Excerpt to read:
--- --- ---
Nansi: And I think, again, it’s sort of hard to describe when I feel that the composition thing is right. I have a definite feeling of when it isn’t. I was talking to a friend of mine about that. I said, “I’ll get sort of squirmy.” And I’ll play it over and over again and isn’t not. Maybe it’s there, but it isn’t, really. And it’s when I kind of stop squirming. That’s it. Sometimes it can be just a tiny little thing that drives you crazy until you get it right. I do feel that sense of the process of people actually listening to the piece, and I experience that so much in listening to pieces of music. I was listening to a performance some years ago I heard of the Schumann piano quintet, and they were in the slow movement and I was listening, and everything about that performance was so exquisite that I felt lifted in a whole different plane. Sometimes I might be able to listen to the same piece of music and something else catches me. That’s the hope I have, actually, that a person listening to my music can make it their own, in a way, as to how they experience it.

Amanda: Obviously, I understand the squirmy parts. Anyone who’s ever tried to create understands: “That’s not what I want it to be.”
--- --- ---
Exercise: Copy every sentence in the interview excerpt that contains a form of the word "listen," in the order they appear. Rely only on the interview excerpt when working through the rows.

Given information:
--- --- ---
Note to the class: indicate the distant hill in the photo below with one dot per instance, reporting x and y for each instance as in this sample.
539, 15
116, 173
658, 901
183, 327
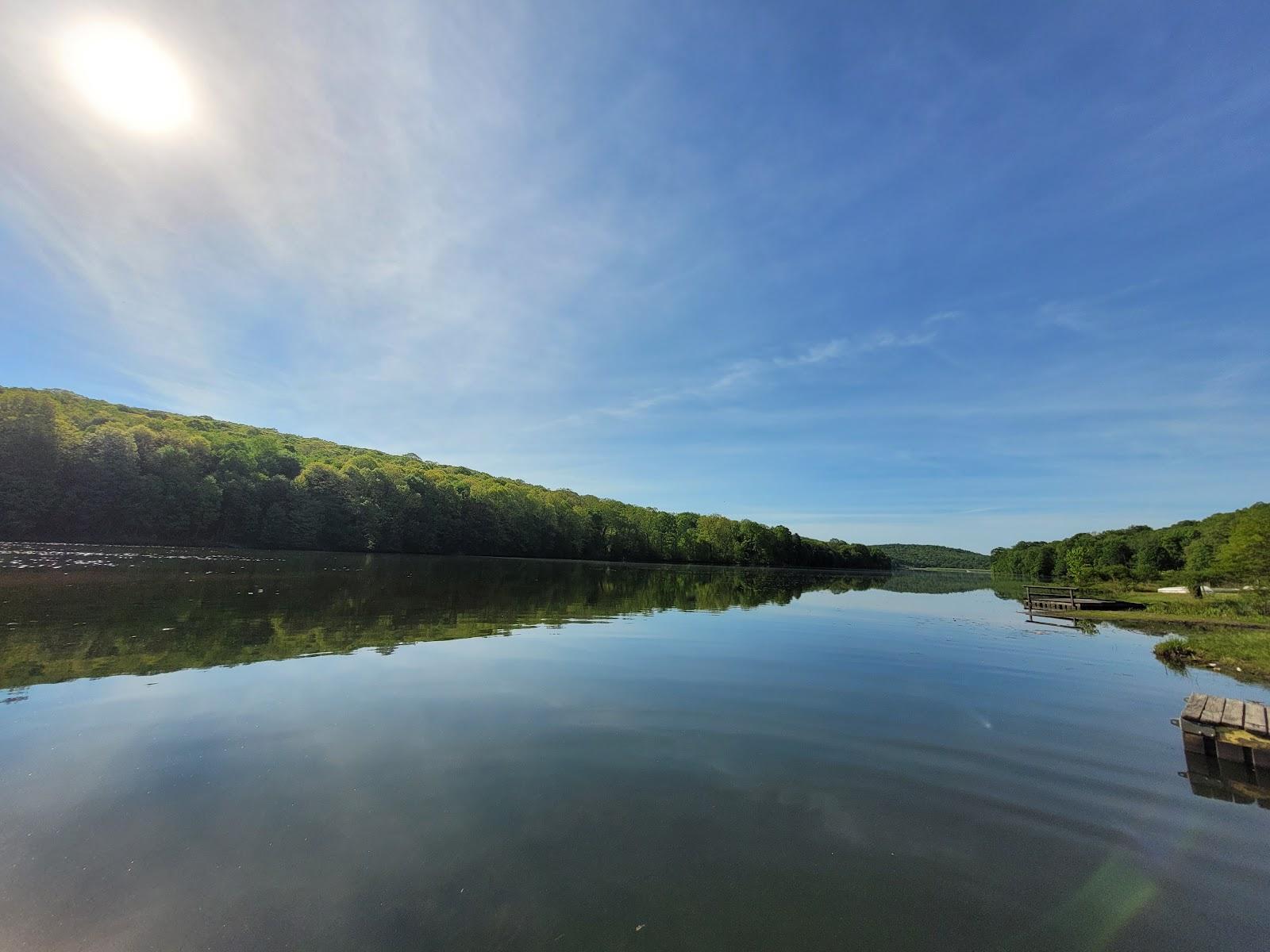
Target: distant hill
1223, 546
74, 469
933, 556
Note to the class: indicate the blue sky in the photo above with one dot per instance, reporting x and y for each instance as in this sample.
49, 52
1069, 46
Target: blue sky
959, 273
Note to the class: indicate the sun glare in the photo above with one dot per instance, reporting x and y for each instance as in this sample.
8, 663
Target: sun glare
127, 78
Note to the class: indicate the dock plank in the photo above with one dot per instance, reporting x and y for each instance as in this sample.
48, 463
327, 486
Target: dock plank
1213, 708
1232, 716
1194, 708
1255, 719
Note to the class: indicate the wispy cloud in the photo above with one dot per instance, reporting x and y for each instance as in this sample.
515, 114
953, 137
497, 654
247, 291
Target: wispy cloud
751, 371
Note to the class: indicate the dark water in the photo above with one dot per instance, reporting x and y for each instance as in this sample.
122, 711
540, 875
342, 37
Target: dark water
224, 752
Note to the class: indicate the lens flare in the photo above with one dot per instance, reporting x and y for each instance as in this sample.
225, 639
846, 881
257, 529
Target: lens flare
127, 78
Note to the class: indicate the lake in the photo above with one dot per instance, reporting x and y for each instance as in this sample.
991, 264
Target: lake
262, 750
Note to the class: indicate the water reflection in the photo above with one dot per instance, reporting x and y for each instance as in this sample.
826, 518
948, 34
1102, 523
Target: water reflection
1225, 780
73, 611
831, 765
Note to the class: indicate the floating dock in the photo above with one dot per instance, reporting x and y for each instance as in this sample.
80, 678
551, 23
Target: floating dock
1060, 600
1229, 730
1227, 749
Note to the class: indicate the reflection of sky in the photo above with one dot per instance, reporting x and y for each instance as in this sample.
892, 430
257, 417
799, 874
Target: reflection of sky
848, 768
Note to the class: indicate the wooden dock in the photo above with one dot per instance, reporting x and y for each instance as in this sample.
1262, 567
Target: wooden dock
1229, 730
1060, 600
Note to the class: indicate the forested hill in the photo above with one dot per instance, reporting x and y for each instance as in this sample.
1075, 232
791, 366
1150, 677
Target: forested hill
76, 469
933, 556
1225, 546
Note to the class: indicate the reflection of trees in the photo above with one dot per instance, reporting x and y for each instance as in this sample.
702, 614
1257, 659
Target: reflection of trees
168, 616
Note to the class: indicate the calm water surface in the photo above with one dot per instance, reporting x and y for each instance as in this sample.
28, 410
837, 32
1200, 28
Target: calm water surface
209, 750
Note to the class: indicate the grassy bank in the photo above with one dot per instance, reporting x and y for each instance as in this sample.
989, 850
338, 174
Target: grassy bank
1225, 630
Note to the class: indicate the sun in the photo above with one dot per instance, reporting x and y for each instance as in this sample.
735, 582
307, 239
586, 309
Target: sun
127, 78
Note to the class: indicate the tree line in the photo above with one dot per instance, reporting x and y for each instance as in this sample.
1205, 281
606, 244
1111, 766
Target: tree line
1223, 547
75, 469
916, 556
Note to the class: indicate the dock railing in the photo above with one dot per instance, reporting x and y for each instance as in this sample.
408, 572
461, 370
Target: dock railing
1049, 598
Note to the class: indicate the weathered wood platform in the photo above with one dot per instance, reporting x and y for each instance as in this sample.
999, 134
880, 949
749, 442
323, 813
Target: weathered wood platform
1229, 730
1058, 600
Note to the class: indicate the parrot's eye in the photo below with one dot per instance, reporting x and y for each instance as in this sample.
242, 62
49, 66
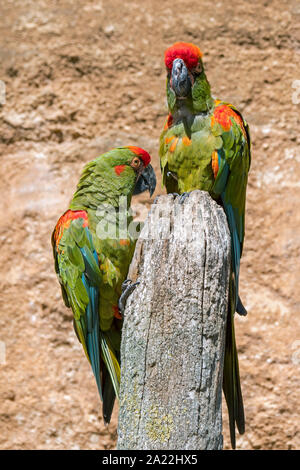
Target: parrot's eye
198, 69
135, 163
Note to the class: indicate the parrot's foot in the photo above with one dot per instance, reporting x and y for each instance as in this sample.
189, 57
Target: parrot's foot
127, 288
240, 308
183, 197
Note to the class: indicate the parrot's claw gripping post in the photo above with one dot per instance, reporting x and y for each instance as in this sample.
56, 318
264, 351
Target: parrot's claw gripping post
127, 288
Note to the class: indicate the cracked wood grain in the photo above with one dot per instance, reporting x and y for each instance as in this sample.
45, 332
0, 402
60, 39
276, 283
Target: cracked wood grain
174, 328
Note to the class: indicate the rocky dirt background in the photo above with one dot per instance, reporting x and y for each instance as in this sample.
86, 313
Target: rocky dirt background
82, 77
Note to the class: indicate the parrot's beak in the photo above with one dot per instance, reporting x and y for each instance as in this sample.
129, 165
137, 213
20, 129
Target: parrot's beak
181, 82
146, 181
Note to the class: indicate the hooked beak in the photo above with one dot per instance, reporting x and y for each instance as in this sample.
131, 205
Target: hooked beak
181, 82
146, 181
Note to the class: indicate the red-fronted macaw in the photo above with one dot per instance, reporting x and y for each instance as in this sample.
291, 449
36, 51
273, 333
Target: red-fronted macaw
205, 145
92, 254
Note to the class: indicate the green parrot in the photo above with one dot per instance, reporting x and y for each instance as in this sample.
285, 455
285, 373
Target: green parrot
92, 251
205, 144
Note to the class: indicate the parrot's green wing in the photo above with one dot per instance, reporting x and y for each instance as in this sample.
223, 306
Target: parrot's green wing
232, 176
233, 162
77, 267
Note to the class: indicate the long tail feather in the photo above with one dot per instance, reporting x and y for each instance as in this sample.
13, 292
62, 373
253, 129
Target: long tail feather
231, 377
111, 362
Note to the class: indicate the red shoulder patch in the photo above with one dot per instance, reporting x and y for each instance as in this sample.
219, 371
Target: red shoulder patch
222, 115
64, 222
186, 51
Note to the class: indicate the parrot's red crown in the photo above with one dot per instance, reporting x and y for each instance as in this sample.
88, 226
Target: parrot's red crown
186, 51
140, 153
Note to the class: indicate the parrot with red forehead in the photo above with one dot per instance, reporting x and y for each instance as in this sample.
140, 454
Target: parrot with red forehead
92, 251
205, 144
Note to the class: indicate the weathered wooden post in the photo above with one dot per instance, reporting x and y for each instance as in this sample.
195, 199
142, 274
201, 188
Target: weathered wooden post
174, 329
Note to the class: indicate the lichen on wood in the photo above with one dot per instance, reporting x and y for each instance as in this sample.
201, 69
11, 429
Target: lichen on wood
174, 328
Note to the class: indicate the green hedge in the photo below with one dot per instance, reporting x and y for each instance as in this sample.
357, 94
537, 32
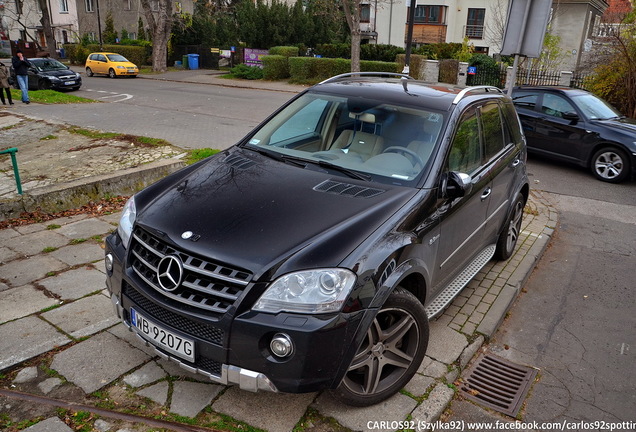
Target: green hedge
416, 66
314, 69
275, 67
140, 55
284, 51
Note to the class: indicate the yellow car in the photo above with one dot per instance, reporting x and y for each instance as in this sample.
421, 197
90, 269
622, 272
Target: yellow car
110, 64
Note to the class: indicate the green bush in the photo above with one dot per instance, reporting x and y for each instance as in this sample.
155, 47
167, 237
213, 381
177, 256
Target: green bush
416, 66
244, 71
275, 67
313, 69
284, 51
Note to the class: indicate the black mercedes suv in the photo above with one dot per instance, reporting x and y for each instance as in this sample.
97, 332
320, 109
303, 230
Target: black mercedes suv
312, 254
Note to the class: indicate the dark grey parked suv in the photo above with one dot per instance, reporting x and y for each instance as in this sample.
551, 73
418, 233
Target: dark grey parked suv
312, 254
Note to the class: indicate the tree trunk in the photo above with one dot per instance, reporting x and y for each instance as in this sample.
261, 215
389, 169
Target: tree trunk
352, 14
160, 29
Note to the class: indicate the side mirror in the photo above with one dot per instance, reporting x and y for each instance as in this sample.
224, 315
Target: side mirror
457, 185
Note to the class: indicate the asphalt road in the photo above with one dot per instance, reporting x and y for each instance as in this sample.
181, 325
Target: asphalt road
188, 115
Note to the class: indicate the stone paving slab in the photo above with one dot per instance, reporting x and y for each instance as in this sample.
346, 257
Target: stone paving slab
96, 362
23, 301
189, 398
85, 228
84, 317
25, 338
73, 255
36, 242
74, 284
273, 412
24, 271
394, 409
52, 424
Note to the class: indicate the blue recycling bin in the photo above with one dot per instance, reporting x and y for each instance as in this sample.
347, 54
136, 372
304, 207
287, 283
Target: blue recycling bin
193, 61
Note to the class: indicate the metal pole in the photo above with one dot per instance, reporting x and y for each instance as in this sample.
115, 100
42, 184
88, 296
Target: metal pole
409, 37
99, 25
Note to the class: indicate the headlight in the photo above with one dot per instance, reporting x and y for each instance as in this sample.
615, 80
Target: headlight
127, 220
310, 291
--- --- ---
Exercise response:
1. "I do feel that sense of the process of people actually listening to the piece, and I experience that so much in listening to pieces of music."
2. "I was listening to a performance some years ago I heard of the Schumann piano quintet, and they were in the slow movement and I was listening, and everything about that performance was so exquisite that I felt lifted in a whole different plane."
3. "Sometimes I might be able to listen to the same piece of music and something else catches me."
4. "That's the hope I have, actually, that a person listening to my music can make it their own, in a way, as to how they experience it."